Exercise: Repeat the data verbatim.

The data:
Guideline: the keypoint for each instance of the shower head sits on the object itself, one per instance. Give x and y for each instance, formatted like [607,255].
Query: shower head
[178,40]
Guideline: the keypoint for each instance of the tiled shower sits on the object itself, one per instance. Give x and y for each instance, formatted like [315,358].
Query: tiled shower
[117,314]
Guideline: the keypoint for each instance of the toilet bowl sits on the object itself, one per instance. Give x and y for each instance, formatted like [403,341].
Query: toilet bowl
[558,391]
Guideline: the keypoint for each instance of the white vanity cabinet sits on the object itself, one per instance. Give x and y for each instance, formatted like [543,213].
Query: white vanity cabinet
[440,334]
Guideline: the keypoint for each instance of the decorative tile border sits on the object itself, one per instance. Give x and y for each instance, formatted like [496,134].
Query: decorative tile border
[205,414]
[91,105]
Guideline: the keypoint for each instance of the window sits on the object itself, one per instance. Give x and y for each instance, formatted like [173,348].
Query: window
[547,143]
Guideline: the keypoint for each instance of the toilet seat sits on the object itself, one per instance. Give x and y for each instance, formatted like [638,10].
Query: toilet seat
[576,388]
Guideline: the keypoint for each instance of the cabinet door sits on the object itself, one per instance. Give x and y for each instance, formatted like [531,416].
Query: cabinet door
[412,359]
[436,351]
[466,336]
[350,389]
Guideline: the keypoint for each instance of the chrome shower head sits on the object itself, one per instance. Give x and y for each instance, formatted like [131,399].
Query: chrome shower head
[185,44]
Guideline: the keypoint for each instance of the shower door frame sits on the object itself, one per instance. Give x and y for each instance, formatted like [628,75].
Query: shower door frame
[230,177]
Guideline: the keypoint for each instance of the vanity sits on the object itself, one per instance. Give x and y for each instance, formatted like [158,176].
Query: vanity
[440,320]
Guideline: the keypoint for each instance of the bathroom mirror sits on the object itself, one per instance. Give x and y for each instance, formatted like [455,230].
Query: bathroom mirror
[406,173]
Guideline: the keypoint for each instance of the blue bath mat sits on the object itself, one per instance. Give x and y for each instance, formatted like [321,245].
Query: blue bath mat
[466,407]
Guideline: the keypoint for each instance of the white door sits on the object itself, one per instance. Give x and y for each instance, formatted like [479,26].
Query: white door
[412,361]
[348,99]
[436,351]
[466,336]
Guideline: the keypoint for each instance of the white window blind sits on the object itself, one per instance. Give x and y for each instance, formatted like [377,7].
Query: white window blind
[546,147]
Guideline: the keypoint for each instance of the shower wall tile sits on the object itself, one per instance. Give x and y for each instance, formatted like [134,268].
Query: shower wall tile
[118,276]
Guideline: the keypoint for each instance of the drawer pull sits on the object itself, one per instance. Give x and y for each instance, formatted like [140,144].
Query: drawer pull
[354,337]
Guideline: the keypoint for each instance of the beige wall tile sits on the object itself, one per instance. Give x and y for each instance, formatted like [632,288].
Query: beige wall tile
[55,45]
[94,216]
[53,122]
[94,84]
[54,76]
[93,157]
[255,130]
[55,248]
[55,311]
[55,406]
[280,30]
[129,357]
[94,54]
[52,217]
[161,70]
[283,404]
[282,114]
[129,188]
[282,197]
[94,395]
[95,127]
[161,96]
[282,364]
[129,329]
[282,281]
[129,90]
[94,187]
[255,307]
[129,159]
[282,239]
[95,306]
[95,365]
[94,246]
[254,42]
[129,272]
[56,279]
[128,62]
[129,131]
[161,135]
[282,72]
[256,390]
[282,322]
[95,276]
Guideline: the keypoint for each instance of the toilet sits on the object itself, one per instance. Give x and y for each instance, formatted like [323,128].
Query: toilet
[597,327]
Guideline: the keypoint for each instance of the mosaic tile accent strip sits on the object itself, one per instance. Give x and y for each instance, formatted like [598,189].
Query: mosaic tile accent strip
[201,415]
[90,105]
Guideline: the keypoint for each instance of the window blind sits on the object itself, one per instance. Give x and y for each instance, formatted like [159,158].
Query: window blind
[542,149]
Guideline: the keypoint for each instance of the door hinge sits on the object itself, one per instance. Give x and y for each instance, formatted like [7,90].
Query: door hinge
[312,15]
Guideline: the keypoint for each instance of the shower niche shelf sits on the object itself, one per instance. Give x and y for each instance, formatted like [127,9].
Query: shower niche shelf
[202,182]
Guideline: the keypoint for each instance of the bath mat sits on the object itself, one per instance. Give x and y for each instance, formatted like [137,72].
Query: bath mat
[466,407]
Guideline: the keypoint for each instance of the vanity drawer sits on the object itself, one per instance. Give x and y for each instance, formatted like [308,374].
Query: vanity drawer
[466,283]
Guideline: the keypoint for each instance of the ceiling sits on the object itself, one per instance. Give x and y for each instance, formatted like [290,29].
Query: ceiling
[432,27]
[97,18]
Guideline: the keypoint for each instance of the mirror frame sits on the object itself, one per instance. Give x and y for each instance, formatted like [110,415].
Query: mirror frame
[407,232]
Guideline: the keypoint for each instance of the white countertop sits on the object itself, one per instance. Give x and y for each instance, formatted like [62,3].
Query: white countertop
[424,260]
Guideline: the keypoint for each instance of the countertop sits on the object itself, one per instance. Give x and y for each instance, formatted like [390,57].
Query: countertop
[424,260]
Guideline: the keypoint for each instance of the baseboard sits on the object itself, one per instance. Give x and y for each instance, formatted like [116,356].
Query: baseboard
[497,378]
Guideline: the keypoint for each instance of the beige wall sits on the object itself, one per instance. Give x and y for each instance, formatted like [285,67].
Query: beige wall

Written reply:
Guideline: the keypoint for each instance of the shower head sits on the object itself, one per instance. Give x and y for each instance, formatted like [607,255].
Query: shower head
[178,40]
Guideline: the keypoint for each instance of the tiled shower sits on the object itself, one per instance. Give x and y for each instance, formatted like [315,358].
Query: tiled shower
[117,314]
Guideline: the keypoint for each instance of the toilet bowl sits on the object itself, one per instance. Give x and y for each instance, formatted like [403,341].
Query: toilet bowl
[558,391]
Guideline: the keypoint for each instance of the white vanity cabinet sits on the object itself, one per instance. Give x and y for each instance, formatted like [543,213].
Query: white vanity cabinet
[440,334]
Guideline: the keypoint for each instance of the decorative tile border sits on the object itself, one per instance. Give x and y for each instance, formatted like [496,134].
Query: decorative tile border
[205,414]
[91,105]
Guideline: the keypoint for each instance of the window sits on the object itself, one per instance. Give x and y for each instance, formatted like [173,348].
Query: window
[547,143]
Guideline: the keypoint for each instance of the toilet seat sits on the object itself, one per instance. Give x and y for each instance, formatted like [638,10].
Query: toilet seat
[576,388]
Guideline: the keypoint for each instance of the cabinet door sits on the object itself, one per instance. Give x and y for each instance, formatted like [531,416].
Query: cabinet door
[412,359]
[436,351]
[466,336]
[350,389]
Guideline: the keypoint for each instance of the chrome shower head sits on the object itself, one per instance. Give x and y for each instance, formatted like [131,399].
Query: chrome shower head
[185,44]
Guideline: the keypoint for each instance of the shower door frame sits on the object itself, one per instance. Give x and y for each instance, formatted like [628,75].
Query: shower door frame
[230,177]
Guideline: the keypoint for each instance of the vanity sits on the object itself, one per instance. Give x and y for each instance, formatted like [158,176].
Query: vanity
[440,320]
Guideline: the keypoint for each instance of the bathroom mirror sits on the object itself, one per instance. Give x and y for each instance, formatted like [455,230].
Query: bathroom mirror
[406,173]
Guideline: the keypoint for each instance of the blue bath mat sits on the object itself, one per instance. Give x and y for each instance, formatted like [321,245].
Query: blue bath mat
[466,407]
Guideline: the keypoint for each instance of the white door sits on the object itself, one per instance. Give x and y for each instance, formatted like [479,26].
Query: white door
[412,361]
[348,99]
[436,351]
[466,336]
Guideline: the keypoint for each instance of the white window blind sits on the object itself, one per instance. Give x and y for each instance, formatted like [377,7].
Query: white window blind
[546,147]
Guideline: the keypoint for each instance of the shower wall tile sits on the object itself, one per instance. Give x and y for each instance, formatted like [134,268].
Query: shower wall tile
[118,276]
Guideline: the keypoint for each instance of the drawer pull sits on the object itself, one per instance. Give x and y for each instance, formatted like [140,144].
Query: drawer pull
[354,337]
Guideline: the keypoint for each instance of the beige wall tile sits on the object itself, one per instance. Give x and y for each instance, formatted like [632,288].
Query: beige wall tile
[55,45]
[94,216]
[53,122]
[94,84]
[54,76]
[93,157]
[255,130]
[55,248]
[55,311]
[55,406]
[280,30]
[129,357]
[94,54]
[52,217]
[161,70]
[283,404]
[282,114]
[129,188]
[282,197]
[94,395]
[95,127]
[161,96]
[282,364]
[129,329]
[282,281]
[129,90]
[94,187]
[255,307]
[129,159]
[282,239]
[95,306]
[95,365]
[94,246]
[254,42]
[129,272]
[56,279]
[128,62]
[129,131]
[161,135]
[282,72]
[256,390]
[282,322]
[95,276]
Guideline: the keypoint for each instance of the toilet sits on the object itself, one per instance. Give x and y for each instance, formatted like [323,128].
Query: toilet
[597,327]
Guideline: the keypoint for each instance of the mosaic tile accent strip sits on the object itself, one per instance. Give x and y for each instance, formatted like [598,189].
Query: mosaic tile accent strip
[201,415]
[90,105]
Guideline: the keypoint for each instance of the window blind sits on the object itself, one per instance. Give x and y for each instance, formatted like [159,158].
Query: window blind
[542,149]
Guideline: the keypoint for each instance of the door hinge sits on the object itself, one per instance. Give x and y for each instance, formatted like [7,90].
Query: door hinge
[312,15]
Guideline: the keypoint for each instance of the shower niche shelf sits on the object itself, one per instance. Give x and y for each instance, formatted like [127,9].
Query: shower niche shelf
[202,182]
Guideline: the keypoint for each instance of the bath mat sits on the object itself, one per instance. Give x and y for each instance, formatted like [137,72].
Query: bath mat
[466,407]
Guideline: the keypoint for each instance of the vanity drawer sits on the object itself, one per instance. Give x and y for each instance, formatted like [308,374].
Query: vanity drawer
[466,283]
Guideline: the keypoint for each instance of the ceiling sits on the object itself, one per instance. Give x and y for each instance, formatted like [290,29].
Query: ceiling
[432,27]
[97,18]
Guideline: the keypoint for each instance of the mirror frame sits on the object itself, one per instance. Give x and y for each instance, formatted like [110,415].
Query: mirror frame
[407,232]
Guideline: the keypoint for each instance of the white countertop sits on the object itself, one per instance. Give x and y for each instance, formatted like [62,3].
Query: white countertop
[424,260]
Guideline: the keypoint for each instance of the countertop sits on the object itself, one per instance. Give x and y for each instance, formatted like [390,57].
Query: countertop
[424,260]
Guideline: the keypoint for each instance of the baseboard sits on the object itself, one per instance. Give x and y for each instance, formatted like [116,356].
Query: baseboard
[497,378]
Guideline: the keypoint for each instance of the beige wall sits on the object itself, one per instance. Give x and y for each instance, formatted like [285,67].
Query: beige wall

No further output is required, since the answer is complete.